** Task directions **
Reproduce all entries precisely as they are written.
Records for processing below:
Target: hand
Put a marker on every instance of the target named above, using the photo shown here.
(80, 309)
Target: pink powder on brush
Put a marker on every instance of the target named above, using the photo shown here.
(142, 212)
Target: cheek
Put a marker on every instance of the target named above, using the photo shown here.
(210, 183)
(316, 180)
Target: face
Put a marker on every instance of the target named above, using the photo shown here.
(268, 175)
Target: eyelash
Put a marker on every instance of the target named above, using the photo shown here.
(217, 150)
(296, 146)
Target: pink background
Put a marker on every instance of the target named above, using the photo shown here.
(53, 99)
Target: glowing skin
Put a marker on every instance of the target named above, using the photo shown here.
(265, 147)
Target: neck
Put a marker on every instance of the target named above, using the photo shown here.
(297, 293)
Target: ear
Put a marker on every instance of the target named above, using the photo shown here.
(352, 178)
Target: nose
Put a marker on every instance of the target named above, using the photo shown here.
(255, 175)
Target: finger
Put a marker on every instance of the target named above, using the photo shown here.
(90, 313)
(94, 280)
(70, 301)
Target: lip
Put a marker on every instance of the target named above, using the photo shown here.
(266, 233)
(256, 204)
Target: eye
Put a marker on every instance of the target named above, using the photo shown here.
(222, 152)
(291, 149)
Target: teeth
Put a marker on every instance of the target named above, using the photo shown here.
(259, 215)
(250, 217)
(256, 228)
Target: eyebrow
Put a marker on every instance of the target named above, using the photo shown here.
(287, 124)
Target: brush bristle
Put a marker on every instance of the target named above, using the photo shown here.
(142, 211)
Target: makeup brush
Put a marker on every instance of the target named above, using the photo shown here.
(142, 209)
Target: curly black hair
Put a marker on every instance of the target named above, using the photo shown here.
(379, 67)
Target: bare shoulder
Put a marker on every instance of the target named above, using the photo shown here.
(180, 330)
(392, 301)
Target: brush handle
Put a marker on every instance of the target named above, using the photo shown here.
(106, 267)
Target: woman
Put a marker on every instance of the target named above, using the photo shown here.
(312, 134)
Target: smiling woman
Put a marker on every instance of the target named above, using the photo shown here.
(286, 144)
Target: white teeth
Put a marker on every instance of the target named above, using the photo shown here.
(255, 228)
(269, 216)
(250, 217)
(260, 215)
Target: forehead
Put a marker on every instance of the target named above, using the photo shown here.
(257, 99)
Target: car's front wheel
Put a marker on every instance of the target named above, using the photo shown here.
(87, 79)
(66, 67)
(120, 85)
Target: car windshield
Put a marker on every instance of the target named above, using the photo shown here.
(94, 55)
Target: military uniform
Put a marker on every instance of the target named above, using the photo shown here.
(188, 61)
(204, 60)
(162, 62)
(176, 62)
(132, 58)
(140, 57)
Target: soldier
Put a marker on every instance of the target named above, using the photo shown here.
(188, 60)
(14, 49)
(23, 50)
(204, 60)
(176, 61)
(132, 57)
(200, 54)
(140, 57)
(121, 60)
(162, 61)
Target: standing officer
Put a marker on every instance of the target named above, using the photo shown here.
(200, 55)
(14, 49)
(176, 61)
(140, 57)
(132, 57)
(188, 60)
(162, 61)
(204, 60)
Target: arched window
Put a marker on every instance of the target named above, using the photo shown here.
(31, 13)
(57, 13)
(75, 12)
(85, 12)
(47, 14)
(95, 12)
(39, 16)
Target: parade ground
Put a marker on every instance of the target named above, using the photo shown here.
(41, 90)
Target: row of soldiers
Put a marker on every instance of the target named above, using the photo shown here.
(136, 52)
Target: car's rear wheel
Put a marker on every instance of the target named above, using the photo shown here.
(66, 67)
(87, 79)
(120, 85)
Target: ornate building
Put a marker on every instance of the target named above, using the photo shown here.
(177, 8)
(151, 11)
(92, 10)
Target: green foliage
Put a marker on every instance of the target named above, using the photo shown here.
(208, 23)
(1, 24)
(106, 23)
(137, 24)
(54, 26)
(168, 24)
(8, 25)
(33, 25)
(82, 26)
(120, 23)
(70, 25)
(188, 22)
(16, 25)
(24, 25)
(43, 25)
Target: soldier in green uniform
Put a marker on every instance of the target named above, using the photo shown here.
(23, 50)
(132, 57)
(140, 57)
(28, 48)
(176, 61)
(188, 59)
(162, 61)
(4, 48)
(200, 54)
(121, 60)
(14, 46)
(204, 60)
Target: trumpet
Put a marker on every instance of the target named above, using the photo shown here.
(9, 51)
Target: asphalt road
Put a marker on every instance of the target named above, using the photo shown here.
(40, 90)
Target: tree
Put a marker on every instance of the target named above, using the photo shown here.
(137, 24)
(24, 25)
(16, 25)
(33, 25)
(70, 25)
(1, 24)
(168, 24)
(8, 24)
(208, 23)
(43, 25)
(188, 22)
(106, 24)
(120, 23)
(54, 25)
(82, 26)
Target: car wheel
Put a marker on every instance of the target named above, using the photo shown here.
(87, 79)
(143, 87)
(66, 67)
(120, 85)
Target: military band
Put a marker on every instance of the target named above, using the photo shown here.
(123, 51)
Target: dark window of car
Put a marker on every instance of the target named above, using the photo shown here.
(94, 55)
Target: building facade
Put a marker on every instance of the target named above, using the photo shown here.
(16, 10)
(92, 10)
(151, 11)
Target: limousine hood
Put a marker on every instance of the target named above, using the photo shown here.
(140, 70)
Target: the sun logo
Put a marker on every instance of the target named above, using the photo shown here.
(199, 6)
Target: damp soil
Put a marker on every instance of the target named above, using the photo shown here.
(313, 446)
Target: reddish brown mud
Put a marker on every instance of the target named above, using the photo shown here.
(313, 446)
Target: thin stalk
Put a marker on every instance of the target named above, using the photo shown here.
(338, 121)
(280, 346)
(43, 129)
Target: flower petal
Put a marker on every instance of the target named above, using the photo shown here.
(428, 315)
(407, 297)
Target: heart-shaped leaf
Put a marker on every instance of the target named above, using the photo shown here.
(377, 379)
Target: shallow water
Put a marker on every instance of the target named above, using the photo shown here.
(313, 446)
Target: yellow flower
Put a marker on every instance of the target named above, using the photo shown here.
End of Records for processing.
** Result of this exercise **
Target: hand
Put a marker on every instance of the target named above, using the photo shown here.
(80, 309)
Target: pink powder on brush
Put a marker on every instance of the target named above, using the photo shown here.
(142, 212)
Target: cheek
Put a marker on every instance of the target named above, using the photo shown here.
(210, 183)
(316, 180)
Target: face
Put a marker on every instance of the target named above, using the photo shown here.
(268, 175)
Target: eyelash
Put a marker on every instance of the target named above, using the photo shown here.
(217, 150)
(296, 146)
Target: pink background
Put a marker on every instance of the target named above, using the photo shown here.
(53, 99)
Target: glowing skin
Put a marker on every instance of the target named above, using the photo shown here.
(265, 147)
Target: neck
Put a marker on every instance of the target named above, using the photo shown here.
(297, 293)
Target: ear
Put a marker on every instance of the target named above, using the photo shown here.
(352, 178)
Target: nose
Put a marker on every instance of the target named above, using the photo shown here.
(255, 175)
Target: finger
Put a marker on every instance of the target named above, using the photo shown here.
(90, 313)
(94, 280)
(70, 301)
Target: lip
Put a marker on every instance of the target named above, using the photo shown here.
(266, 233)
(256, 204)
Target: eye
Put a marker on every instance of the target named above, using the photo shown here.
(222, 152)
(291, 149)
Target: teeth
Put a marker on every instance of the target named above, using the photo shown here.
(259, 215)
(250, 217)
(256, 228)
Target: eyebrow
Put a marker on every instance of the target named above, using the photo shown here.
(287, 124)
Target: brush bristle
Put a marker on every instance of the target named above, using the photo shown here.
(142, 211)
Target: makeup brush
Put a marker on every instance of the target named above, using the photo shown here.
(142, 209)
Target: curly black hair
Put a marker on every instance of the target named above, using the photo shown here.
(379, 67)
Target: bare shoulder
Put a marker on every instance of the target named above, using the photo shown here.
(180, 330)
(392, 301)
Target: brush handle
Put a marker on every instance of the target named above, using the photo shown here.
(106, 267)
Target: woman
Put a marker on every instance of the target named above, using the photo shown here.
(312, 134)
Target: smiling woman
Put a marker on every instance of the target named above, using the photo shown here.
(286, 144)
Target: white teeth
Put a marker on every instance of the target named above, using the photo shown here.
(255, 228)
(269, 216)
(250, 217)
(260, 215)
Target: forehead
Put a marker on every instance of the target named above, using the photo shown here.
(257, 99)
Target: car's front wheel
Put a marker on every instance of the target named above, using the photo shown here.
(87, 79)
(66, 67)
(120, 85)
Target: car windshield
Put a marker on every instance of the target named above, using the photo shown here.
(94, 55)
Target: military uniform
Put a marker on every instance of the target named above, using the photo shown here.
(188, 61)
(204, 60)
(162, 62)
(176, 62)
(132, 58)
(140, 57)
Target: soldier
Put a marker on every instance of the target named above, using the photo shown here.
(188, 60)
(14, 49)
(23, 50)
(204, 60)
(176, 61)
(132, 57)
(200, 54)
(140, 57)
(121, 60)
(162, 61)
Target: standing officer
Put a marker on every instance of the target named above, using the photo shown here.
(200, 55)
(14, 49)
(176, 61)
(140, 57)
(132, 57)
(188, 60)
(162, 61)
(204, 60)
Target: arched window
Put a marker on every instance of the target named above, using the photo shown here.
(31, 13)
(57, 13)
(75, 12)
(85, 12)
(47, 14)
(95, 12)
(39, 16)
Target: parade ground
Put a marker on every instance of the target named above, using the photo shown here.
(41, 90)
Target: row of soldiers
Put a marker on every instance of the target named above, using the photo shown here.
(136, 52)
Target: car's rear wheel
Put a marker on every instance of the target named above, using the photo shown here.
(66, 67)
(87, 79)
(120, 85)
Target: ornate building
Put a marker on every instance of the target named above, using the photo shown here.
(177, 8)
(151, 11)
(92, 10)
Target: green foliage
Put a marker on every instance of the target named above, using the photo shown here.
(208, 23)
(1, 24)
(106, 23)
(137, 24)
(54, 26)
(168, 24)
(8, 25)
(33, 25)
(82, 26)
(120, 23)
(70, 25)
(188, 22)
(16, 25)
(24, 25)
(43, 25)
Target: soldier in green uniform
Put a marker on every instance of the target named above, using the photo shown here.
(23, 50)
(132, 57)
(140, 57)
(28, 48)
(176, 61)
(188, 59)
(162, 61)
(4, 48)
(200, 54)
(121, 60)
(14, 46)
(204, 60)
Target: trumpet
Put a marker on every instance of the target named above, using the photo shown here.
(9, 51)
Target: asphalt road
Put a marker on every instance of the target named above, using the photo shown here.
(40, 90)
Target: tree
Put a marker on every instance of the target named above, using the photo shown here.
(137, 24)
(24, 25)
(16, 25)
(33, 25)
(70, 25)
(1, 24)
(168, 24)
(8, 24)
(208, 23)
(43, 25)
(188, 22)
(106, 24)
(120, 23)
(54, 25)
(82, 26)
Target: car wheel
Put a marker on every instance of the target named above, using the photo shown here.
(87, 79)
(143, 87)
(66, 67)
(120, 85)
Target: military band
Put a marker on every instance of the target named above, using the photo shown here.
(123, 51)
Target: dark window of car
Put a marker on every instance of the target named above, using the photo shown here.
(94, 55)
Target: building facade
Put a marker on every instance of the target named above, using the photo shown here.
(16, 10)
(92, 10)
(151, 11)
Target: limousine hood
Put a marker on every instance of the target named above, using the photo shown here.
(140, 70)
Target: the sun logo
Put a marker on every instance of the target named above, using the photo shown here.
(199, 6)
Target: damp soil
Put a marker on every instance of the target named above, using the photo shown here.
(313, 446)
Target: reddish brown mud
Put a marker on every instance of the target named above, using the photo shown here.
(313, 446)
Target: thin stalk
Put a marker on every instance of the target named above, using the photo shown here.
(338, 121)
(280, 346)
(43, 129)
Target: flower petal
Put a marker on every instance of the target named above, using the photo shown here.
(428, 315)
(407, 297)
Target: heart-shaped leaf
Put a marker on every instance of the target named above, using the photo shown here.
(377, 379)
Target: shallow water
Put a marker on every instance of the target named above, using the photo shown here.
(313, 446)
Target: yellow flower
Put a marker on every instance of the target named above, using the photo shown here.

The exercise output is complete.